- EXTRACTO DEL DOCUMENTO:
**********
Lorenzo Meyer
Agosto 25, 2016
Las experiencias de 1988 y 2006 han llevado a la izquierda a asegurar que no hará del ajuste de cuentas un tema central en 2018, esperando que la derecha acepte jugar limpio.
La relación entre la política como ejercicio efectivo del poder y la ética –juicio sobre el bien y el mal en la conducta humana– siempre ha sido ambigua. En la práctica, el evangélico “al César lo que es del César y a Dios lo que es de Dios” es más una manera de obviar que de enfrentar las contradicciones entre las esferas del poder y la ética.
¿Qué hacer con el pasado cuando éste está cargado de cuentas sin saldar entre la sociedad y sus élites? ¿Cómo cerrar el capítulo de agravios pendientes sin ofender al sentido de la justicia, pero sin alentar a los responsables a montar otra defensa numantina para impedir que se les finquen las responsabilidades que la mayoría considera más que fundadas?
**********
- RETOS:
1. Según el texto sobre política y ética, ¿por qué la izquierda asegura que no hará del ajuste de cuentas un tema central en 2018? Responde en una a tres oraciones.
2. Traduce al inglés esta oración del texto sobre política y ética: "La relación entre la política como ejercicio efectivo del poder y la ética –juicio sobre el bien y el mal en la conducta humana– siempre ha sido ambigua."
**********
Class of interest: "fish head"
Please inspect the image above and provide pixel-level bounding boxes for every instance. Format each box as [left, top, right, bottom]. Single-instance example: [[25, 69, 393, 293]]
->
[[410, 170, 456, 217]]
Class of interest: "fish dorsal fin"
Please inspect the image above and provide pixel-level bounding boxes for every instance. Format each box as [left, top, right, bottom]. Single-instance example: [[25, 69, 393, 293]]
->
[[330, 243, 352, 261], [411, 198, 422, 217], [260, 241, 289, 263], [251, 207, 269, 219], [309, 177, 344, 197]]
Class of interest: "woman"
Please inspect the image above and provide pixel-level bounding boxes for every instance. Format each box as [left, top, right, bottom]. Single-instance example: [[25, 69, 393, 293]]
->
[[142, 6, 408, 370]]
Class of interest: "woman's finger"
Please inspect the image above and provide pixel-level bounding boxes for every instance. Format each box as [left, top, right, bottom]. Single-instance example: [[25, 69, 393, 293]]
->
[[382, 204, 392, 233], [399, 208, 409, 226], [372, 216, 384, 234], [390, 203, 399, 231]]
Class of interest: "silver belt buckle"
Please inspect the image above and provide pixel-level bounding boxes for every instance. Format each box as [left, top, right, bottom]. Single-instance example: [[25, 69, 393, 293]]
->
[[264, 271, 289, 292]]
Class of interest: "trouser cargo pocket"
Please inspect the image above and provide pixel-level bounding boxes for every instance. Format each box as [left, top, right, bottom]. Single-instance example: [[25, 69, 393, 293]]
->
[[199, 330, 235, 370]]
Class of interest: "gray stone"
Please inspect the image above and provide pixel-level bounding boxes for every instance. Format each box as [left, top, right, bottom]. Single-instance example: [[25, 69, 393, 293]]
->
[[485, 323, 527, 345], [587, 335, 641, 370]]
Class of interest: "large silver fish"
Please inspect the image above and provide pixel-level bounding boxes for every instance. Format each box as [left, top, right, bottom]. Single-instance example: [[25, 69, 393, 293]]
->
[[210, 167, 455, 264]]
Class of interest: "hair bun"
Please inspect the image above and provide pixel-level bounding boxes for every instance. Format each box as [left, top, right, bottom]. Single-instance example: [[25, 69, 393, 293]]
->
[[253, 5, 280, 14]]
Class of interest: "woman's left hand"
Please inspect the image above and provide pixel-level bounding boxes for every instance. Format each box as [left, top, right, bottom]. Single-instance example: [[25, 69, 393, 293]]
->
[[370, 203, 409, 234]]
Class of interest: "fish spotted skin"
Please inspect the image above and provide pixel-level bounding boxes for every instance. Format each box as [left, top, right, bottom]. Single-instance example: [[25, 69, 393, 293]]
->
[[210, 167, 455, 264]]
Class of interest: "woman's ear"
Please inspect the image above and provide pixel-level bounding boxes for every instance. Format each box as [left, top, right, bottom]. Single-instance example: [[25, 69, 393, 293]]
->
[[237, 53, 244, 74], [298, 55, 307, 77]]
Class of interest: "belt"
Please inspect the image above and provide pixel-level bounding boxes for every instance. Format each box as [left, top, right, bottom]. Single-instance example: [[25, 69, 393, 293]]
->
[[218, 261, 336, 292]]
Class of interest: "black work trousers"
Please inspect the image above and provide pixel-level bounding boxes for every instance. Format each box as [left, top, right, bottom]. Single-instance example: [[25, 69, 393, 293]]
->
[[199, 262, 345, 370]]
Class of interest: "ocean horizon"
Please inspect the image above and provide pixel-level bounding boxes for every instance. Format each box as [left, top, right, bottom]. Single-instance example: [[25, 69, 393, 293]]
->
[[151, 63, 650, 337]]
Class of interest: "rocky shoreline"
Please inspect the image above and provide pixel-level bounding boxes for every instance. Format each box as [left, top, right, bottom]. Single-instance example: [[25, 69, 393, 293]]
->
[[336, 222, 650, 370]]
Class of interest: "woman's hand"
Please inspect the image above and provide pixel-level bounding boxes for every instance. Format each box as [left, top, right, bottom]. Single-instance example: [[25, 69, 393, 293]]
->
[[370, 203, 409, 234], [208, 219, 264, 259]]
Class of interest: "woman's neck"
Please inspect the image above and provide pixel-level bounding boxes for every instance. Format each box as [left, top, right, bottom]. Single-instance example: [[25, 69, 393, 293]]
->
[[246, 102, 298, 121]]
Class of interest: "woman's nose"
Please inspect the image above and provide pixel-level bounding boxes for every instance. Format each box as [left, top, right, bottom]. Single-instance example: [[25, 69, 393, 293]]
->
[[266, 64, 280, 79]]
**********
- RESPUESTAS FINALES:
1. Lo asegura porque las experiencias de 1988 y 2006 la han llevado a esa posición. Con ello espera que la derecha acepte jugar limpio.

2. The relationship between politics as the effective exercise of power and ethics (judgment about good and evil in human conduct) has always been ambiguous.